[Exercise requirements] The full listing is to be written out again, unchanged.

[Data for this task]

=-=-=

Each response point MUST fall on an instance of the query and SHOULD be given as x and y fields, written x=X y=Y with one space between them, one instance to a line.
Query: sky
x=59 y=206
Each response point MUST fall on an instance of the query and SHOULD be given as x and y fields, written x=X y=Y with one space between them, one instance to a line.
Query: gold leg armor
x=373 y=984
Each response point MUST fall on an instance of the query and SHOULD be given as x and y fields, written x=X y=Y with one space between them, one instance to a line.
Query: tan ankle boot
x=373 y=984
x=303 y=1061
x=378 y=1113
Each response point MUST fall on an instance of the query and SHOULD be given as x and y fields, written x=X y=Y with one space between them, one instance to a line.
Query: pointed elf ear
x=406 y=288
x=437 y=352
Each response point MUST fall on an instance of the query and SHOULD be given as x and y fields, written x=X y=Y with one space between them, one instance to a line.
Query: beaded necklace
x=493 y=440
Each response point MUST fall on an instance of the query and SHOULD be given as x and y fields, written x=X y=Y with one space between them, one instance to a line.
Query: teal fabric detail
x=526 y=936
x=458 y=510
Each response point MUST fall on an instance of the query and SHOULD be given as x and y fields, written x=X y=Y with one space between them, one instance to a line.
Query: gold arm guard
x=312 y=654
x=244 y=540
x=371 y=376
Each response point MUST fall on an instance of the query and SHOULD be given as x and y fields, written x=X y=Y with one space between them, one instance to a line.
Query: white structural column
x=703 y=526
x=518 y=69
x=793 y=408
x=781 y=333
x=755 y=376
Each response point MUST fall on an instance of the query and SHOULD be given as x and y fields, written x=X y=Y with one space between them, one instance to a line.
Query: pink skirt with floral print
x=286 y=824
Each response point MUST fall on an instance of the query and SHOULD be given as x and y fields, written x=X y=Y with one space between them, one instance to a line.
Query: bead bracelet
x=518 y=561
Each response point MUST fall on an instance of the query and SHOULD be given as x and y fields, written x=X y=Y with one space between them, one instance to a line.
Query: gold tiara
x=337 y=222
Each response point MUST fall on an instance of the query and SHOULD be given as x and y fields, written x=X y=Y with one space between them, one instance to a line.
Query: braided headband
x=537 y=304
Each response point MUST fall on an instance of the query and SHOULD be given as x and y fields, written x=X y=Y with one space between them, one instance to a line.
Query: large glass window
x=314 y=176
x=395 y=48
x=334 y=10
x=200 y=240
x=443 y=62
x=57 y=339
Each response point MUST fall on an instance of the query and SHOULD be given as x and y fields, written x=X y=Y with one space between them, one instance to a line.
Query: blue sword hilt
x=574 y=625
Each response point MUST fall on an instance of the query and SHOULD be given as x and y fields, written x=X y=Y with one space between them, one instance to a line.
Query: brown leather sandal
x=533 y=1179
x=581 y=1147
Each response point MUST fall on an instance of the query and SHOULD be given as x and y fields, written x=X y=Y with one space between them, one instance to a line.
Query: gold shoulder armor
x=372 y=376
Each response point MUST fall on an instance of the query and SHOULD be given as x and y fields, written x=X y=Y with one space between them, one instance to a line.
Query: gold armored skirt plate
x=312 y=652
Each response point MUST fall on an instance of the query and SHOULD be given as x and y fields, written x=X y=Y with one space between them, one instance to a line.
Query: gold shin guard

=-=-=

[Exercise response]
Each response point MUST fall on an instance of the query and SHOULD be given as x and y fields, written x=X y=Y with one space between them, one instance to a line.
Query: sky
x=59 y=206
Each response point MUST fall on an instance of the query and SHOULD be given as x and y fields, written x=X y=Y with one space between them, one instance to a line.
Query: gold leg armor
x=373 y=984
Each response point MUST fall on an instance of the query and SHOULD be given as x and y fields, written x=X y=Y with one space between them, one instance to a line.
Query: tan ankle boot
x=373 y=984
x=303 y=1061
x=378 y=1113
Each response point MUST fall on an instance of the query and SHOULD be given as x and y fields, written x=X y=Y with one space between them, one instance to a line.
Query: pointed elf ear
x=406 y=288
x=437 y=352
Each response point MUST fall on an instance of the query and SHOULD be given as x and y fields, written x=X y=Y with one space between them, one instance to a line.
Query: beaded necklace
x=493 y=440
Each response point MUST fall on an instance of the query and SHOULD be given as x and y fields, written x=X y=Y with one space between them, one instance to a line.
Query: teal fabric detail
x=526 y=936
x=458 y=510
Each response point MUST fall on an instance of the query and SHOULD be given as x and y fields, written x=X y=Y with one space between them, one instance to a line.
Query: gold arm guard
x=312 y=654
x=244 y=540
x=371 y=376
Each response point MUST fall on an instance of the query and SHOULD be given as x and y fields, written x=X y=Y with one space between them, one instance to a line.
Query: white structural column
x=703 y=526
x=518 y=69
x=793 y=408
x=781 y=333
x=755 y=376
Each response point MUST fall on an instance of the query and SHOULD be given as x and y fields, written x=X y=Y with one space between them, one instance to a line.
Query: pink skirt with floral print
x=286 y=824
Each response point MUST fall on an instance of the query and SHOULD be given as x and y fields, written x=X y=Y with one space between them, one instance to a line.
Query: bead bracelet
x=518 y=561
Each response point MUST fall on an instance of the query and SHOULD be given as x and y fields, written x=X y=Y with one space between them, one instance to a line.
Query: gold tiara
x=337 y=222
Each response point MUST fall on an instance of the query and SHOULD be given as x and y fields, written x=X y=Y with one space between them, one instance to a line.
Query: braided headband
x=537 y=304
Each response point MUST fall on an instance of the query and SHOULD be given as x and y fields, written x=X y=Y with one space between them, one instance to a line.
Query: large glass window
x=314 y=176
x=395 y=48
x=334 y=10
x=200 y=240
x=443 y=62
x=57 y=339
Each response point MUST fall on an instance of the query and SHOULD be given as x and y fields, written x=X y=Y with one space between them, one instance to a line.
Query: blue sword hilt
x=574 y=625
Each response point MUST fall on an instance of the query and SHOULD be given as x and y fields, written x=X y=Y with one space between them, one instance to a line.
Query: brown leather sandal
x=533 y=1179
x=581 y=1147
Each response point MUST fall on an instance of the query and SHOULD be given as x and y fields, written x=X y=Y with one space between them, one instance to a line.
Query: gold shoulder armor
x=372 y=376
Each response point MUST fall on an instance of the query and SHOULD be given as x and y fields, written x=X y=Y with one space between them, one instance to a line.
Query: gold armored skirt plate
x=312 y=652
Each response point MUST fall on an instance of the query and SHOULD be given as x and y fields, written x=X y=Y with one space between them, one instance to a line.
Query: gold shin guard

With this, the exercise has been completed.